Problem to work on | Every line in the listing below from the one with "Target: shoulder" through the one with "Target: white cabinet" is to be reproduced exactly, both ends included; leave out the rest.

Data to examine |
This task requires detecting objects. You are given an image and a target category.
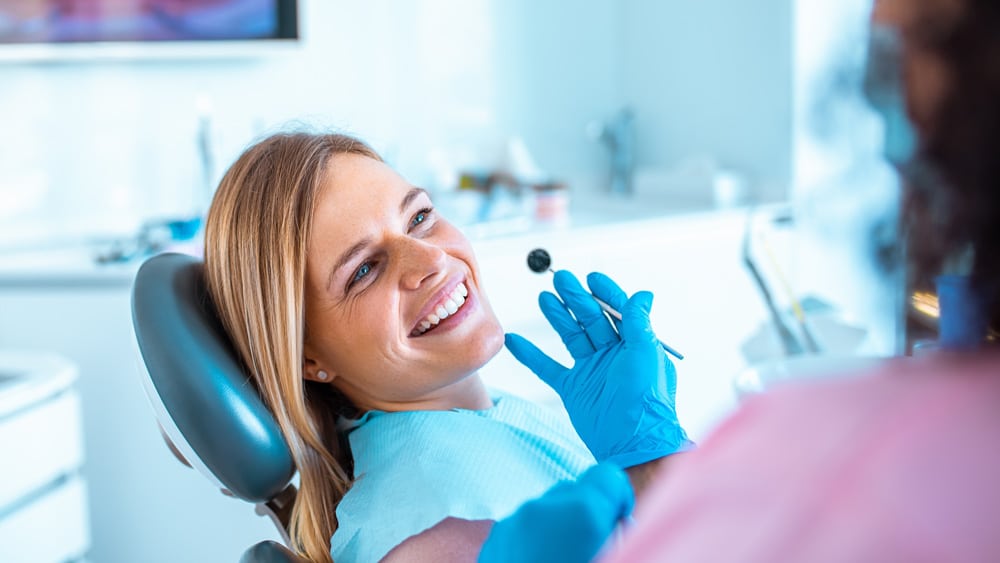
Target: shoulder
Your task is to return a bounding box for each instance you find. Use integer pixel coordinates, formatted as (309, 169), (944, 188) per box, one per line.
(332, 404), (587, 562)
(380, 518), (493, 563)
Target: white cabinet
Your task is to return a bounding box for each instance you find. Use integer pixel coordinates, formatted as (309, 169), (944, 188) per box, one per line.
(472, 210), (777, 438)
(0, 352), (89, 563)
(0, 266), (280, 563)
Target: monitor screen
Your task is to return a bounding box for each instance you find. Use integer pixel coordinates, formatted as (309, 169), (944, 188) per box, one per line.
(0, 1), (298, 44)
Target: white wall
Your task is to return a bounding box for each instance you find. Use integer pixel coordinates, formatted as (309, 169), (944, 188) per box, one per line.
(0, 0), (797, 249)
(482, 1), (620, 195)
(621, 0), (793, 201)
(0, 0), (625, 247)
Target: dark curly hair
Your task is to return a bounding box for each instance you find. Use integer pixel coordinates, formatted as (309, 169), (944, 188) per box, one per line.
(903, 0), (1000, 330)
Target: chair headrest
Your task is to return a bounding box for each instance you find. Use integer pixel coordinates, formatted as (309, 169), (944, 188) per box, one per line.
(132, 252), (295, 503)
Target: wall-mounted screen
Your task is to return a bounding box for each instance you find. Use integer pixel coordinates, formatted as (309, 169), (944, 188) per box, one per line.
(0, 0), (298, 61)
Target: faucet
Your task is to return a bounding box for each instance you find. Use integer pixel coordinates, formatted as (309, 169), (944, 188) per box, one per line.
(588, 107), (636, 195)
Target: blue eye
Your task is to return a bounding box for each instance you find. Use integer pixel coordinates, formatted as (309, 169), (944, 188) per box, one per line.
(352, 262), (372, 283)
(411, 207), (433, 229)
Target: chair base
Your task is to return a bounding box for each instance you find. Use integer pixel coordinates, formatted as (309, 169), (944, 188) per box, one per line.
(240, 540), (310, 563)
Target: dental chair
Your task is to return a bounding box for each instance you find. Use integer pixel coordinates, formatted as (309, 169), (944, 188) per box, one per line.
(131, 252), (310, 563)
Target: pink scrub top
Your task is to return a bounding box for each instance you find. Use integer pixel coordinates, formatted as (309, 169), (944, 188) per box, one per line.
(604, 352), (1000, 562)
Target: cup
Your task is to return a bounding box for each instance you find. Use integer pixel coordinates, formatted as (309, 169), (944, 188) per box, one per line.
(935, 274), (989, 349)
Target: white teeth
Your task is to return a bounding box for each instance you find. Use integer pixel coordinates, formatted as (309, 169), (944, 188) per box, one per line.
(413, 282), (472, 336)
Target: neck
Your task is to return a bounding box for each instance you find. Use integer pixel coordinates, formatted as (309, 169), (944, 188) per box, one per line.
(354, 374), (493, 414)
(437, 374), (493, 410)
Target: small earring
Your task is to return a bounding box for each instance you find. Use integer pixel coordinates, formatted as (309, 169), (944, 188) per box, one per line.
(317, 370), (329, 382)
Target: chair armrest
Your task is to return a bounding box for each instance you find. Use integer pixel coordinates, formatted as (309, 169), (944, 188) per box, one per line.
(239, 541), (310, 563)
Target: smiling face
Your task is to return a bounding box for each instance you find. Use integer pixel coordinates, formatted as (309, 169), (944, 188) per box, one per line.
(301, 153), (504, 412)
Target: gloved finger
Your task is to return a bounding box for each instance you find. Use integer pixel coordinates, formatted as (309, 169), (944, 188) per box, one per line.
(587, 272), (627, 333)
(477, 463), (633, 563)
(540, 291), (596, 359)
(621, 291), (659, 346)
(586, 272), (628, 312)
(505, 333), (571, 393)
(522, 463), (633, 561)
(567, 463), (636, 540)
(553, 270), (619, 350)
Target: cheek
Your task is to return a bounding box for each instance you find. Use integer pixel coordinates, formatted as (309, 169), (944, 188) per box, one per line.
(310, 296), (397, 367)
(437, 224), (500, 316)
(340, 297), (398, 345)
(437, 223), (485, 282)
(437, 222), (474, 254)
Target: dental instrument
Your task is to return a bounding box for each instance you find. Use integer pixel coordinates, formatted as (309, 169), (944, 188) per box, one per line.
(526, 248), (684, 360)
(756, 229), (821, 354)
(740, 214), (807, 356)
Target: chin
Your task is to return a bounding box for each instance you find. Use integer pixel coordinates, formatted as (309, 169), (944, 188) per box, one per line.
(483, 321), (506, 358)
(467, 319), (506, 370)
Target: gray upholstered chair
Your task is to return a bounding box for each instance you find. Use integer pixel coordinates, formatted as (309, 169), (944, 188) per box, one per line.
(132, 252), (309, 563)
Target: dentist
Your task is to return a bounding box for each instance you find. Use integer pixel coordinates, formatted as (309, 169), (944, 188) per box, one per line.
(480, 0), (1000, 560)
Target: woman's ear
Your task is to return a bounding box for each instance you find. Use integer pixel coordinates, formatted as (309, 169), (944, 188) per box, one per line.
(302, 357), (336, 383)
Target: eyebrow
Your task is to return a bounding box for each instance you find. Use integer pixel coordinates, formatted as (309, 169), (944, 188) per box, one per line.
(328, 187), (430, 290)
(329, 237), (372, 290)
(400, 186), (428, 213)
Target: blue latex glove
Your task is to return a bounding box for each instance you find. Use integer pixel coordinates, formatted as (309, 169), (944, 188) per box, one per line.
(506, 270), (693, 468)
(478, 462), (634, 563)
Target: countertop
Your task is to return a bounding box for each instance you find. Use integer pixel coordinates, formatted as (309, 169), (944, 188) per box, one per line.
(0, 350), (77, 417)
(0, 192), (735, 287)
(0, 243), (144, 287)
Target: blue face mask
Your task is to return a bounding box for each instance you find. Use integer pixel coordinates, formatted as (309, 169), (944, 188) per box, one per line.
(863, 24), (919, 167)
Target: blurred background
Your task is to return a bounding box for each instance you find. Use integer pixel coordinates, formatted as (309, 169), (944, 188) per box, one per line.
(0, 0), (903, 561)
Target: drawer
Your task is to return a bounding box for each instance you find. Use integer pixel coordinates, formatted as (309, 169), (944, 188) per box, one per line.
(0, 391), (84, 510)
(0, 475), (90, 563)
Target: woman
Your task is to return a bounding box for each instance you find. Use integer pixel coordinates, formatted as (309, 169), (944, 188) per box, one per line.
(483, 0), (1000, 559)
(202, 132), (670, 562)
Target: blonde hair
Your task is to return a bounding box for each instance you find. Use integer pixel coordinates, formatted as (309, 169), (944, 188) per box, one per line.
(204, 132), (381, 562)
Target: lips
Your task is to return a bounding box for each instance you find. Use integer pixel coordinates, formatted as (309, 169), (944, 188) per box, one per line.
(410, 278), (470, 337)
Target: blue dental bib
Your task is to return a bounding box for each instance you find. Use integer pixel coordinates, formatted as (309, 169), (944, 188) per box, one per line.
(329, 390), (594, 562)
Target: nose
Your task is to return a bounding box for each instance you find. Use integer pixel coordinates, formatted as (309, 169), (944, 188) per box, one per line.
(397, 237), (448, 290)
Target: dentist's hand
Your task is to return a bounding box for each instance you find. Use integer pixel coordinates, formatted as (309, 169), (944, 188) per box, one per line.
(478, 462), (634, 563)
(506, 271), (693, 468)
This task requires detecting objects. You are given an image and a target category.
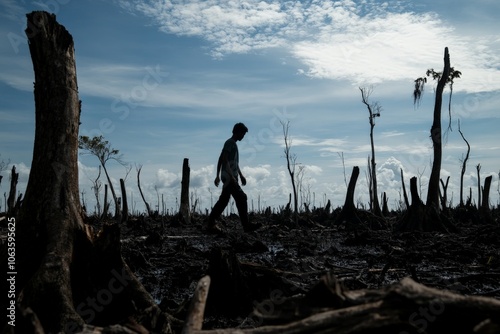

Final answer |
Target: shoulder
Your task is to return a bounding box for each instance you find. Use integer pixel coordinates, formatted as (309, 169), (944, 188) per box, one per line.
(332, 404), (587, 562)
(380, 518), (493, 563)
Target: white cabinet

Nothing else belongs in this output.